*WRITTEN INSTRUCTION*. Locate every line in the rows below that contains the word "frame", and copy each such line in full.

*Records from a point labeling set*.
↓↓↓
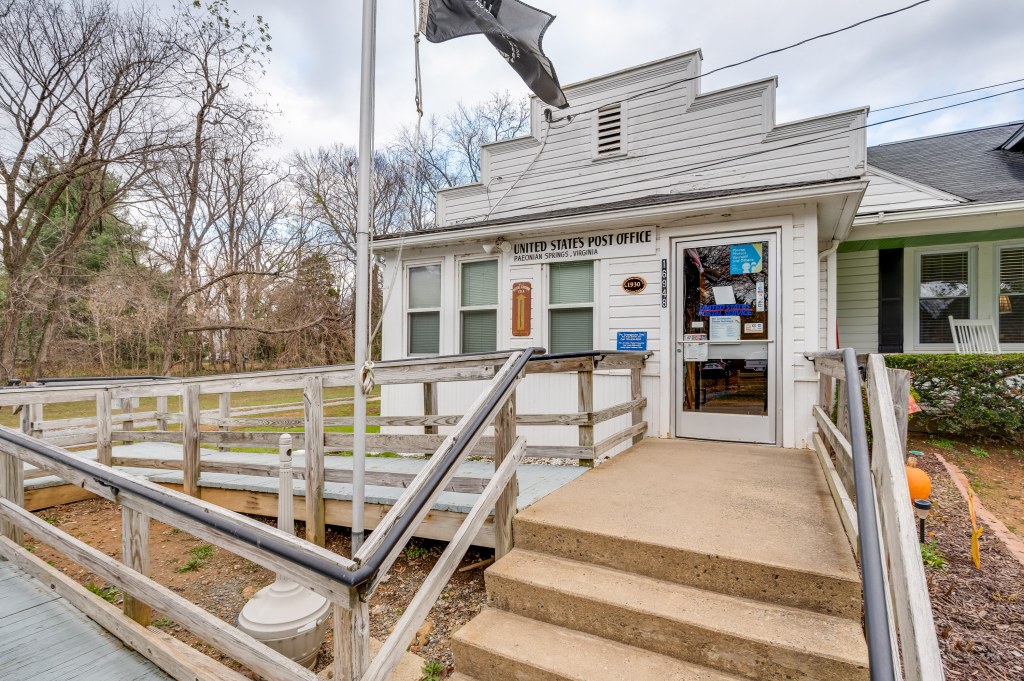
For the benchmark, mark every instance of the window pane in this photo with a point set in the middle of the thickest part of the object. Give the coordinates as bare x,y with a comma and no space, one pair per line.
571,330
1012,270
571,283
424,333
944,274
479,283
425,286
935,317
479,331
1011,318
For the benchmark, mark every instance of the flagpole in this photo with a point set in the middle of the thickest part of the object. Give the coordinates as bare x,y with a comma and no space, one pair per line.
363,266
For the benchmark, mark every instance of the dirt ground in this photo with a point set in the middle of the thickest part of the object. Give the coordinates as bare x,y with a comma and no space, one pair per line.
979,613
221,583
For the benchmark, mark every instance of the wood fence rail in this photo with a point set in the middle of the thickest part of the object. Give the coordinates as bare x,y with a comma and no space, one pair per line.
349,584
887,392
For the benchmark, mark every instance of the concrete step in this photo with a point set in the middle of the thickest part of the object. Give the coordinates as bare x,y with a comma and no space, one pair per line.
502,646
751,521
739,636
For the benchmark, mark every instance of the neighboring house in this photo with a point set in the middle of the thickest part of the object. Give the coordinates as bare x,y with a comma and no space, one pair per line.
939,232
686,223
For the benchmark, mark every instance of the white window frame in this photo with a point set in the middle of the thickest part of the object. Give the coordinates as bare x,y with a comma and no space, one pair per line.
996,278
973,291
478,308
409,309
548,305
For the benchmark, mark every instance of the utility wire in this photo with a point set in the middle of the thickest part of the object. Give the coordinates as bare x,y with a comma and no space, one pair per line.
569,117
696,167
946,96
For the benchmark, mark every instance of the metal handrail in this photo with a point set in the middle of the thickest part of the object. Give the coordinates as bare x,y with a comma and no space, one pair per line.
352,578
880,649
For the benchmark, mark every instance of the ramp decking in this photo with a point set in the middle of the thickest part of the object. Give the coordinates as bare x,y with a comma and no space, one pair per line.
45,638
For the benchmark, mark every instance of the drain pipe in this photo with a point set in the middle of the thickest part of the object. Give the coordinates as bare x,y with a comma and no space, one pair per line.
832,324
286,616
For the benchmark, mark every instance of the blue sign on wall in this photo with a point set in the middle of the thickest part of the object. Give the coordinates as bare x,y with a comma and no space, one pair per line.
631,340
744,258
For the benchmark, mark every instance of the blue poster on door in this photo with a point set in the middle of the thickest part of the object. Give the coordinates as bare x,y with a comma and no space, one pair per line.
631,340
744,258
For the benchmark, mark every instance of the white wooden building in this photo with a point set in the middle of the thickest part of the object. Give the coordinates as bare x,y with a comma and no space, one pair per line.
648,215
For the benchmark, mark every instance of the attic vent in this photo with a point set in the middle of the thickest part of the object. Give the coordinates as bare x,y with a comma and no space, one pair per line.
609,140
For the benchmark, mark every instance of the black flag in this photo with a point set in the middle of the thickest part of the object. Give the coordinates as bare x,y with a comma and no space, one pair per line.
515,29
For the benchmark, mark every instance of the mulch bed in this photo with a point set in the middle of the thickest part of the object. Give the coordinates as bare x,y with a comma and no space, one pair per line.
979,613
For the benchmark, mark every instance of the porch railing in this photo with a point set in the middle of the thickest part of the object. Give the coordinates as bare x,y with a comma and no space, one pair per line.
870,493
349,584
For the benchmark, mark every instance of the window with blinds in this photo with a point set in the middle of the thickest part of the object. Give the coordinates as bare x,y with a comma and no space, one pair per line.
944,291
424,309
570,306
1012,295
478,302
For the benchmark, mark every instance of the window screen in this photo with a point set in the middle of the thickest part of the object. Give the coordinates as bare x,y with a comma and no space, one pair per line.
425,299
1012,295
944,292
570,306
479,306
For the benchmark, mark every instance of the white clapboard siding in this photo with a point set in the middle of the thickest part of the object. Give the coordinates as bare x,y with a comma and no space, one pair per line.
857,300
668,136
892,193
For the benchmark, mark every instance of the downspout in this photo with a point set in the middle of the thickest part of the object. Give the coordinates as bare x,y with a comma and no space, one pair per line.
832,324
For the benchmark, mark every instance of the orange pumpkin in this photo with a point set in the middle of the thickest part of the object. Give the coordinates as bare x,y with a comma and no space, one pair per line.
920,483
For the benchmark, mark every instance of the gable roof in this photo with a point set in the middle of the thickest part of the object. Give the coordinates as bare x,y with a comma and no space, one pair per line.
972,164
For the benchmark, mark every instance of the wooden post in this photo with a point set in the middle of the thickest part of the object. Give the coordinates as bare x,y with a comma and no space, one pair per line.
351,639
12,484
586,406
162,408
636,392
429,406
189,430
126,408
507,504
135,554
313,411
224,412
104,451
899,381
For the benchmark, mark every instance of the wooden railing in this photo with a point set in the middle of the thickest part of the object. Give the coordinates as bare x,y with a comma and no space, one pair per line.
914,646
349,584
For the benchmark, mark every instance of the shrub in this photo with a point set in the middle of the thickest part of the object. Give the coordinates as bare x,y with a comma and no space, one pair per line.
968,393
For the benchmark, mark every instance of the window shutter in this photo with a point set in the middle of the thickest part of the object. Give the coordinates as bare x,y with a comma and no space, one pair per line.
424,333
571,330
609,130
479,283
571,283
425,286
479,331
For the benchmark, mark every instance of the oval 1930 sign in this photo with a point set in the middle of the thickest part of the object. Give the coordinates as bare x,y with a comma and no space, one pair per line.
634,285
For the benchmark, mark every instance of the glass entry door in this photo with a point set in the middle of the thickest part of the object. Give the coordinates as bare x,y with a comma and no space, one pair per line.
726,314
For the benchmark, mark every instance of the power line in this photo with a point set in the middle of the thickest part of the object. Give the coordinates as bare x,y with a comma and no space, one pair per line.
740,157
946,96
569,117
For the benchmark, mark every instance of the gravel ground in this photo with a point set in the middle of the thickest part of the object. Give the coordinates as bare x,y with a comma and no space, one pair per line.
221,583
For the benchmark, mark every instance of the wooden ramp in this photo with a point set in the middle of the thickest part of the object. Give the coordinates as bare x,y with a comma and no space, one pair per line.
45,638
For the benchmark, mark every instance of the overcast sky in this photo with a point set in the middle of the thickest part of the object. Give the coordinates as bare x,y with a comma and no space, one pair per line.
940,47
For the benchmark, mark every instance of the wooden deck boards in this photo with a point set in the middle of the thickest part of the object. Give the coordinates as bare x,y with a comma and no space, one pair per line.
44,638
536,480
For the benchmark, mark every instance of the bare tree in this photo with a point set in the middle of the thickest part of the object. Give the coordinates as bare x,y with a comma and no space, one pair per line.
79,89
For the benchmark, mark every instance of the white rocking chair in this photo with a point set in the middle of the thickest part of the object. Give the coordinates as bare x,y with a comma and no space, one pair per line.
975,336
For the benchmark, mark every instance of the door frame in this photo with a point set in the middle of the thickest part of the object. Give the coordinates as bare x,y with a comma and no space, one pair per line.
775,239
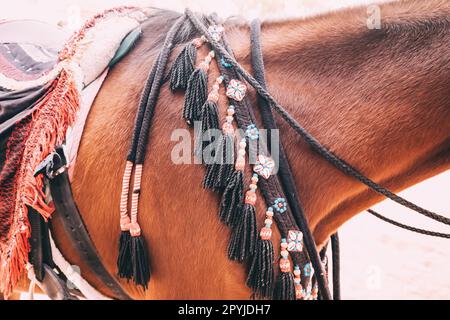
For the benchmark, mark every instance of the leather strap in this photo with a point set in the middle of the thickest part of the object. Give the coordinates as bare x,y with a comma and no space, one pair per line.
285,173
61,192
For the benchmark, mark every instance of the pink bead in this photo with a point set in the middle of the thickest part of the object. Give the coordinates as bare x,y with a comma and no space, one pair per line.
266,233
204,66
227,128
240,164
198,42
285,265
298,291
213,96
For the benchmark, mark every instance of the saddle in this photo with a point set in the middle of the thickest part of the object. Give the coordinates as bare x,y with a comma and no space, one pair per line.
48,81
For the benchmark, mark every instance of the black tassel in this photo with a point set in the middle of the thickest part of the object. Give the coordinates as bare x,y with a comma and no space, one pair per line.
218,173
227,162
261,275
243,240
124,263
285,287
210,121
196,95
183,67
232,199
139,258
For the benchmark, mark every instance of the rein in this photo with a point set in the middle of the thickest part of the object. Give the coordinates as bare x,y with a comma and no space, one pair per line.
316,145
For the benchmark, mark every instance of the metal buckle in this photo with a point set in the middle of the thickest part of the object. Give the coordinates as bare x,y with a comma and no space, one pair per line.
53,165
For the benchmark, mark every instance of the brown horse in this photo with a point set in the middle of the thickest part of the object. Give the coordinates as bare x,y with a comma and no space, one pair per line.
378,98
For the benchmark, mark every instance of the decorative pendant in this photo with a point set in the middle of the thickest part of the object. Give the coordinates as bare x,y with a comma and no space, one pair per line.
307,269
252,132
264,166
216,32
295,241
280,205
285,264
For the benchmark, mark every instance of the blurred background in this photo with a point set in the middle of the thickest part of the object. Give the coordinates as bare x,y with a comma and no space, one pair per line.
379,261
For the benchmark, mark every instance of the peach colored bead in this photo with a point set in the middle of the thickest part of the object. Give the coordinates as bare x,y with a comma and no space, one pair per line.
285,265
266,233
204,66
240,164
227,128
298,291
125,223
197,42
135,230
213,97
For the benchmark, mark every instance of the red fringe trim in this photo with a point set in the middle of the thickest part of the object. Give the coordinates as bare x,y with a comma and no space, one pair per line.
55,113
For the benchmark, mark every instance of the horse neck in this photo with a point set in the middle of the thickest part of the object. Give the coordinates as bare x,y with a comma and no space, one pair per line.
377,98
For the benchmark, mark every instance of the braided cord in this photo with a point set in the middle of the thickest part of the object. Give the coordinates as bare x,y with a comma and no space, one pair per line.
410,228
313,142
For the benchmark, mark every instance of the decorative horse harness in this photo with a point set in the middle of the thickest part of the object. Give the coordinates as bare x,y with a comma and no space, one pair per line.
307,277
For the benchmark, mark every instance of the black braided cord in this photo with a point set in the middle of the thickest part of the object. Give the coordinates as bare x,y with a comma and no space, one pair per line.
313,142
284,172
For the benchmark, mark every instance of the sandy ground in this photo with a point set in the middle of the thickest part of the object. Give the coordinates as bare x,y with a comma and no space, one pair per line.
379,261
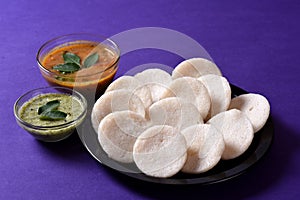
↑↑↑
*SOLVED PROBLEM*.
For the benchmark, mark every instance of the white window frame in this photo with a point set in the middle of the thickest part of the object. Give the coordinates as bare x,y with a comma and no space, one pair per line.
For the benchmark, mark every instance of the door frame in this photo with a point set in the middle of the thickest part of the object. Give the coordinates as bare x,y with a comma and no space, one pair per line.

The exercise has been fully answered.